--- BEGIN ---

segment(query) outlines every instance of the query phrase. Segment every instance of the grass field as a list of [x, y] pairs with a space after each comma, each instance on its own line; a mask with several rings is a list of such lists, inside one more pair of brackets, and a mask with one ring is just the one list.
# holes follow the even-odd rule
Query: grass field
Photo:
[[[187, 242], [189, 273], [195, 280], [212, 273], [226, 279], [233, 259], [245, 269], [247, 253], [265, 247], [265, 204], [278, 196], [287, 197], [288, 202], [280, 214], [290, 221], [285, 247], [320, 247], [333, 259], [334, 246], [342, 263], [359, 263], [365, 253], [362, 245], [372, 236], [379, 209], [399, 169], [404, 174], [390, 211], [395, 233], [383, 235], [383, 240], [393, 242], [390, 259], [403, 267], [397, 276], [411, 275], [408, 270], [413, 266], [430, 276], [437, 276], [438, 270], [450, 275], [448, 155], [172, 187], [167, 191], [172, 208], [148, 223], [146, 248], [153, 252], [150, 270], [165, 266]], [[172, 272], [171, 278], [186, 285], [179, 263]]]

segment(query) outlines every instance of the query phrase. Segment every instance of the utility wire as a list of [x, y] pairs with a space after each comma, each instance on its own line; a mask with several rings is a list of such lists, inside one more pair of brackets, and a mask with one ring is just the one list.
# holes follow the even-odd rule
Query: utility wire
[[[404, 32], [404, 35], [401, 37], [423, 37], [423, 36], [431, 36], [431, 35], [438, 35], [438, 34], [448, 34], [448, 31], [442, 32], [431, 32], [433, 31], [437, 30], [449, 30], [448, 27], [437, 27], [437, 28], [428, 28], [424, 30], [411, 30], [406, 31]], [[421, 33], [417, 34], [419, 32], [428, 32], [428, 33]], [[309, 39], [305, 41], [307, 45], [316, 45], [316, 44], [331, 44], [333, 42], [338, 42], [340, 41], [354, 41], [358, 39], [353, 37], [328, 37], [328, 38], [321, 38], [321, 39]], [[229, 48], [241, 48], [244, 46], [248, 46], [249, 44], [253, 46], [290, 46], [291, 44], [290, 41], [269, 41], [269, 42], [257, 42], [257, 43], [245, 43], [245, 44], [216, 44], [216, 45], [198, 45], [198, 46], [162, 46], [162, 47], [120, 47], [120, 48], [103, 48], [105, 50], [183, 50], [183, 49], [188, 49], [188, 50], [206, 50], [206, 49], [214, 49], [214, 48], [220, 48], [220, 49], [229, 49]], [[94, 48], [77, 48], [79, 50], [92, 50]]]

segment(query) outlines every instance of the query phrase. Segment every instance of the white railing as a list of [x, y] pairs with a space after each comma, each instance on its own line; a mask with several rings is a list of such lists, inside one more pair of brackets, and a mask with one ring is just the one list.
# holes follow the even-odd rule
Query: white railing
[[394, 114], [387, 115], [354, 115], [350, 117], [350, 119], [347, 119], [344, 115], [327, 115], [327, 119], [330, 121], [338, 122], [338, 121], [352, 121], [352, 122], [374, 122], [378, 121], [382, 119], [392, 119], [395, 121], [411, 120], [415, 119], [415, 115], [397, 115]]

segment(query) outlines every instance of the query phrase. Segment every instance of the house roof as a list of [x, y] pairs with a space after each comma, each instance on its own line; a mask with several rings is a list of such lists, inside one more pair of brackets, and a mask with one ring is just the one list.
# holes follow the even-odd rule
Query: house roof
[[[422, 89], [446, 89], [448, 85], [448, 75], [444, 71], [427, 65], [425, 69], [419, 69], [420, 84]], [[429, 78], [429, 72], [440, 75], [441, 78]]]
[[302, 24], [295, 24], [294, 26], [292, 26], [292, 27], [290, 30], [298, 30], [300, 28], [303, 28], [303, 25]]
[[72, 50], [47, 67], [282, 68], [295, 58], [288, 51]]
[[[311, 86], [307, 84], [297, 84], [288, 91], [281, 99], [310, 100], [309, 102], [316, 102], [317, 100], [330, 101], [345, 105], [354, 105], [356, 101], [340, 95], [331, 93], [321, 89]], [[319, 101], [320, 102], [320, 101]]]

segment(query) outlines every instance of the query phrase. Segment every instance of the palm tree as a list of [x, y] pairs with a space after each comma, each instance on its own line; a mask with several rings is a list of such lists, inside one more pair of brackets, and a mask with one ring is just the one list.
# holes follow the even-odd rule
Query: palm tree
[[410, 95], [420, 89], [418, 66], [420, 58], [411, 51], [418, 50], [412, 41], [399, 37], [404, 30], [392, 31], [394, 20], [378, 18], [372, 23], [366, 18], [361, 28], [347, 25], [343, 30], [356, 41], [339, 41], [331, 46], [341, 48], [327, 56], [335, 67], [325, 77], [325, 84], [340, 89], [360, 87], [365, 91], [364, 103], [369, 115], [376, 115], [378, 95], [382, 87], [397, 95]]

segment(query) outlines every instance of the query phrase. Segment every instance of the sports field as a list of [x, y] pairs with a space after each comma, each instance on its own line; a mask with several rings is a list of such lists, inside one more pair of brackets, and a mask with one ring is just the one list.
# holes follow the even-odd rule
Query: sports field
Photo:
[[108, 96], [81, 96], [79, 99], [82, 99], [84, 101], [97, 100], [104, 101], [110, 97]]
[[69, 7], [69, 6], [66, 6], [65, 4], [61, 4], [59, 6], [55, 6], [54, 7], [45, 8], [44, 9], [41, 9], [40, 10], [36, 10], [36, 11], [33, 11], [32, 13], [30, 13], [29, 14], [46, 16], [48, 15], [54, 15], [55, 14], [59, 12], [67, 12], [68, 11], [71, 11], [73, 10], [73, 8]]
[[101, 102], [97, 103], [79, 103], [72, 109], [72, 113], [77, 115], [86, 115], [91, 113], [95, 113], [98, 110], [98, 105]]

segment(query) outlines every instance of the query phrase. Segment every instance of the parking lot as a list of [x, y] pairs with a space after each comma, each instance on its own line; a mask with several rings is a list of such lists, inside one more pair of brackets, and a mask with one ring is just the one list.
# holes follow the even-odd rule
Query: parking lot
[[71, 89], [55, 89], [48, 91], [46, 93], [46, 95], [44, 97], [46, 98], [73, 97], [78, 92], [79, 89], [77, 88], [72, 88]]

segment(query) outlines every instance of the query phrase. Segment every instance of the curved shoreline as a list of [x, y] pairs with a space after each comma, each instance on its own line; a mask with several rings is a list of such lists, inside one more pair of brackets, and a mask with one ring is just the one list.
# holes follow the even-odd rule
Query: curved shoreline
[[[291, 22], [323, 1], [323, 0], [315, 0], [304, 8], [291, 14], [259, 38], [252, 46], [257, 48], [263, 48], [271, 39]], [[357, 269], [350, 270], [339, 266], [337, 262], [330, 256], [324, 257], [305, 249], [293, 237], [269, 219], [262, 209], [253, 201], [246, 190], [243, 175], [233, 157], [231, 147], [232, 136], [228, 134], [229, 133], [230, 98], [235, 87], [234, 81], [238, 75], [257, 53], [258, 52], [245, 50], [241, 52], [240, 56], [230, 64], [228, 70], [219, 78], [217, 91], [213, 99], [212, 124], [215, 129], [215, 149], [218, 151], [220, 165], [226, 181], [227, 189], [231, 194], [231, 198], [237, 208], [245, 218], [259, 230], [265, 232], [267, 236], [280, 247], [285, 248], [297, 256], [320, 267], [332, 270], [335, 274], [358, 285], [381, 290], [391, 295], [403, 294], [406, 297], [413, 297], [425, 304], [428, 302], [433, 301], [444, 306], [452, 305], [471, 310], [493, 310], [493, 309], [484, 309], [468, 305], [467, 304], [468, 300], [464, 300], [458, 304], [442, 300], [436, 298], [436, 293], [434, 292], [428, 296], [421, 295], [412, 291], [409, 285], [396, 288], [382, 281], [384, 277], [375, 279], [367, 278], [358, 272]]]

--- END ---

• To be done:
Format every line of the items above as a JSON array of strings, one string per line, with blank lines omitted.

• Output for this exercise:
[
  "segment(query) outlines every instance of the query phrase. Segment every instance of the grass field as a list of [x, y] pairs with a space after each comma, each instance on its own line; a mask with several rings is a list of such lists, inside one more pair of brackets, and a mask with one ring is just the one list.",
  "# holes follow the even-odd rule",
  "Query: grass field",
  "Photo:",
  "[[[187, 242], [189, 273], [195, 280], [212, 273], [226, 279], [233, 259], [245, 269], [247, 253], [265, 247], [265, 204], [278, 196], [287, 197], [288, 202], [280, 214], [290, 221], [285, 247], [320, 247], [333, 259], [334, 246], [342, 263], [359, 263], [365, 253], [362, 245], [372, 236], [379, 209], [399, 169], [404, 174], [390, 211], [395, 233], [383, 235], [383, 240], [393, 242], [390, 259], [403, 267], [397, 276], [411, 275], [408, 270], [413, 266], [430, 276], [437, 276], [438, 270], [450, 275], [448, 155], [172, 187], [167, 191], [172, 208], [148, 223], [146, 248], [153, 252], [150, 270], [165, 266]], [[172, 272], [171, 278], [186, 285], [179, 263]]]",
  "segment(query) outlines every instance of the query phrase. Segment every instance of the utility wire as a list of [x, y] pairs with a space after each comma, each instance on its own line; a mask with several rings is a list of such lists, inside one more pair of brackets, and a mask with one ring is just the one list.",
  "# holes follow the even-odd rule",
  "Query: utility wire",
  "[[[404, 32], [404, 35], [401, 37], [423, 37], [423, 36], [431, 36], [431, 35], [438, 35], [438, 34], [448, 34], [448, 31], [442, 32], [431, 32], [433, 31], [437, 30], [449, 30], [448, 27], [437, 27], [437, 28], [428, 28], [424, 30], [411, 30], [406, 31]], [[421, 33], [417, 34], [419, 32], [428, 32], [428, 33]], [[309, 39], [305, 41], [307, 45], [316, 45], [316, 44], [331, 44], [333, 42], [338, 42], [340, 41], [354, 41], [358, 39], [353, 37], [328, 37], [328, 38], [321, 38], [321, 39]], [[229, 48], [241, 48], [244, 46], [248, 46], [249, 44], [253, 46], [290, 46], [291, 44], [290, 41], [269, 41], [269, 42], [257, 42], [257, 43], [245, 43], [245, 44], [216, 44], [216, 45], [198, 45], [198, 46], [162, 46], [162, 47], [120, 47], [120, 48], [103, 48], [105, 50], [183, 50], [183, 49], [188, 49], [188, 50], [206, 50], [206, 49], [214, 49], [214, 48], [220, 48], [220, 49], [229, 49]], [[94, 48], [77, 48], [79, 50], [92, 50]]]",
  "segment(query) outlines every instance of the query phrase. Segment every instance of the white railing as a list of [x, y] pairs with a space after each comma, each instance on its own line; a mask with several rings is a list of such lists, inside one more pair of brackets, and a mask with one ring is just the one list.",
  "# holes follow the even-odd rule",
  "Query: white railing",
  "[[394, 114], [387, 115], [354, 115], [350, 117], [350, 119], [347, 119], [344, 115], [327, 115], [327, 119], [330, 121], [338, 122], [338, 121], [352, 121], [352, 122], [374, 122], [378, 121], [382, 119], [392, 119], [395, 121], [411, 120], [415, 119], [415, 115], [397, 115]]",
  "segment(query) outlines every instance of the query phrase. Segment every instance of the house roof as a list of [x, y] pairs with a space after each comma, each instance on its own line; a mask with several rings is a list of such lists, inside one more pair of brackets, and a mask with one ring is just the one list.",
  "# holes follow the even-odd rule",
  "Query: house roof",
  "[[[422, 89], [446, 89], [448, 85], [448, 75], [444, 71], [427, 65], [425, 69], [419, 69], [420, 84]], [[429, 78], [429, 72], [440, 75], [441, 78]]]",
  "[[302, 24], [295, 24], [294, 26], [292, 26], [292, 27], [290, 30], [298, 30], [300, 28], [303, 28], [303, 25]]",
  "[[72, 50], [47, 67], [282, 68], [295, 58], [288, 51]]",
  "[[[311, 86], [307, 84], [297, 84], [288, 91], [281, 99], [310, 100], [309, 102], [316, 102], [317, 100], [330, 101], [345, 105], [354, 105], [356, 101], [340, 95], [331, 93], [321, 89]], [[319, 101], [320, 102], [320, 101]]]",
  "segment(query) outlines every instance of the query phrase. Segment every instance of the palm tree as a list of [x, y] pairs with a space after each comma, each instance on its own line; a mask with several rings is a list of such lists, inside one more pair of brackets, and a mask with one ring is just the one list.",
  "# holes follow the even-odd rule",
  "Query: palm tree",
  "[[410, 95], [420, 89], [418, 66], [420, 58], [411, 51], [418, 50], [412, 41], [399, 37], [404, 30], [392, 31], [394, 20], [378, 18], [372, 23], [366, 18], [361, 28], [347, 25], [343, 30], [356, 41], [339, 41], [331, 46], [341, 48], [327, 56], [335, 67], [325, 77], [325, 84], [340, 89], [360, 87], [365, 91], [364, 103], [369, 115], [376, 115], [378, 95], [382, 87], [397, 95]]",
  "segment(query) outlines every instance of the query phrase. Segment every instance of the sports field as a list of [x, y] pairs with a space after each comma, each instance on its own line; a mask with several rings is a list of such lists, inside one more pair of brackets, and a mask with one ring is just the one list.",
  "# holes follow the even-odd rule",
  "Query: sports field",
  "Photo:",
  "[[108, 96], [81, 96], [79, 99], [82, 99], [84, 101], [97, 100], [104, 101], [110, 97]]",
  "[[69, 7], [69, 6], [66, 6], [65, 4], [61, 4], [59, 6], [55, 6], [54, 7], [45, 8], [44, 9], [41, 9], [40, 10], [36, 10], [36, 11], [33, 11], [32, 13], [30, 13], [29, 14], [46, 16], [48, 15], [54, 15], [55, 14], [59, 12], [67, 12], [68, 11], [71, 11], [73, 10], [73, 8]]",
  "[[101, 102], [97, 103], [79, 103], [72, 109], [72, 113], [77, 115], [86, 115], [91, 113], [95, 113], [98, 110], [98, 105]]",
  "segment(query) outlines every instance of the query phrase. Segment every instance of the parking lot as a list of [x, y] pairs with a space after each comma, each instance on its own line; a mask with several rings is a list of such lists, inside one more pair of brackets, and a mask with one ring is just the one list.",
  "# holes follow the even-odd rule",
  "Query: parking lot",
  "[[71, 89], [55, 89], [48, 91], [46, 93], [46, 95], [44, 97], [46, 98], [73, 97], [78, 92], [79, 89], [77, 88], [72, 88]]",
  "segment(query) outlines every instance of the query phrase. Segment every instance of the curved shoreline as a list of [x, y] pairs with a space after each comma, each instance on its own line; a mask with several rings is a list of such lists, inside one more pair of brackets, and a mask with one ring is just the one list.",
  "# holes follow the even-odd rule",
  "Query: curved shoreline",
  "[[[291, 22], [323, 1], [323, 0], [315, 0], [304, 8], [291, 14], [259, 38], [252, 46], [257, 48], [263, 48], [271, 39]], [[357, 269], [350, 270], [339, 266], [337, 262], [330, 256], [324, 257], [305, 249], [293, 237], [269, 219], [262, 209], [253, 201], [246, 190], [243, 175], [233, 157], [231, 147], [232, 136], [228, 134], [229, 133], [230, 98], [235, 87], [234, 81], [238, 75], [257, 53], [258, 52], [245, 50], [241, 52], [240, 56], [230, 64], [228, 70], [219, 78], [217, 91], [213, 99], [212, 124], [215, 129], [215, 149], [218, 151], [220, 165], [226, 181], [227, 189], [231, 194], [231, 198], [237, 208], [245, 218], [259, 230], [265, 232], [267, 236], [280, 247], [285, 248], [297, 256], [320, 267], [332, 270], [335, 274], [358, 285], [381, 290], [391, 295], [403, 294], [406, 297], [413, 297], [425, 304], [428, 302], [433, 301], [444, 306], [452, 305], [471, 310], [493, 310], [493, 309], [484, 309], [468, 305], [467, 304], [468, 300], [464, 300], [458, 304], [442, 300], [436, 298], [436, 293], [434, 292], [428, 296], [421, 295], [412, 291], [409, 285], [396, 288], [382, 281], [384, 277], [375, 279], [367, 278], [358, 272]]]"
]